__Task directions__
Go through the material below and copy each line exactly.

★ ★ ★ ★ ★ ★ ★

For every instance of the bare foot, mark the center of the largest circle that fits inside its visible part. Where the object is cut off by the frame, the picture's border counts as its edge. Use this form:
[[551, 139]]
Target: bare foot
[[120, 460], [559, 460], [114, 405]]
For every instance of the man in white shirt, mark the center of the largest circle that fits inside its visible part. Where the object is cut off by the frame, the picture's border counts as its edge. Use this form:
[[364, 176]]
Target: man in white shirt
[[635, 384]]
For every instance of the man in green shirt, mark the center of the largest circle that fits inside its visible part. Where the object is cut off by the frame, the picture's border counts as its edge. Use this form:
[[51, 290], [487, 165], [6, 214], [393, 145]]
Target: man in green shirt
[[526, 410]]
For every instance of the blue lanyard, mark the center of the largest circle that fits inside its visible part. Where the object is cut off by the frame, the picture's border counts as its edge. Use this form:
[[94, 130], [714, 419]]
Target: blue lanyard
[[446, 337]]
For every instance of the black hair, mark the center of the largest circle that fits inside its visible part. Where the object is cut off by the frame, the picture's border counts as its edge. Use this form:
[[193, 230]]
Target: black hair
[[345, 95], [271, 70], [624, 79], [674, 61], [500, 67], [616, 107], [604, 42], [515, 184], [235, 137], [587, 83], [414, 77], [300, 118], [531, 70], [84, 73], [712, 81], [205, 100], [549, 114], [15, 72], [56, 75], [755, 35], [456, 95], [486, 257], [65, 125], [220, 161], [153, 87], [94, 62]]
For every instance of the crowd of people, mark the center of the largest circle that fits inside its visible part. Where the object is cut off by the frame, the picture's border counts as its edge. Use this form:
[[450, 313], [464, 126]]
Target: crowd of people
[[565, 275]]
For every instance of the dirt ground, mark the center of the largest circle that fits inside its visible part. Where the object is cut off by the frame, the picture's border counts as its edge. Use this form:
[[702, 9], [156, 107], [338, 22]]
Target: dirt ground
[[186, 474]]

★ ★ ★ ★ ★ ★ ★

__Result__
For every instance of the bare foot, mark the center of the largest circle that fits inside its visible part. Where the object is cut off by the frame, the picture's border counts as its edge. Use this form:
[[551, 139]]
Target: bare foot
[[120, 460], [559, 460], [114, 405]]
For every instance of the man in white shirt, mark the center of the largest circle that fits inside its visible part. Where the object is cut off by the frame, the picture's border counts as its edge. Use this form:
[[364, 176]]
Target: man in white shirt
[[635, 384]]
For every instance of the man in green shirt, mark the center of the largest circle that fits inside its visible part. Where the object is cut off by the frame, the picture's border counts as its edge. Use this form:
[[51, 290], [487, 165], [6, 214], [393, 145]]
Target: man in green shirt
[[526, 410]]
For every instance of the blue lanyard, mark the center of the largest circle that fits inside its visible part. Where the object is cut off by the frame, the picture's border counts as its edge. Use this form:
[[94, 130], [714, 419]]
Target: blue lanyard
[[446, 337]]
For every instance of the black hair, mark the center of the largest circle that fits inside its visible part. Where the object is cut off by the frame, the picture's border counts as its edge. Use this form:
[[193, 230]]
Target: black hair
[[345, 95], [271, 70], [624, 79], [674, 61], [500, 67], [616, 107], [604, 42], [515, 184], [235, 137], [587, 83], [414, 77], [300, 118], [531, 70], [84, 73], [712, 81], [205, 100], [549, 114], [15, 72], [56, 75], [755, 35], [456, 95], [486, 257], [65, 125], [220, 161], [153, 87], [94, 62]]
For every instance of the crowd of people, mark the center of the largest circle that fits inside its visible part. Where the object is cut off by the frame, the picture's border counts as its edge. Use this form:
[[450, 313], [464, 126]]
Target: crowd of people
[[565, 275]]
For every instance of the dirt ground, mark the center of the largest circle that fits inside its visible part. Where the object is cut off by the frame, the picture's border counts as its edge. Use this form:
[[702, 9], [156, 107], [338, 22]]
Target: dirt ground
[[186, 474]]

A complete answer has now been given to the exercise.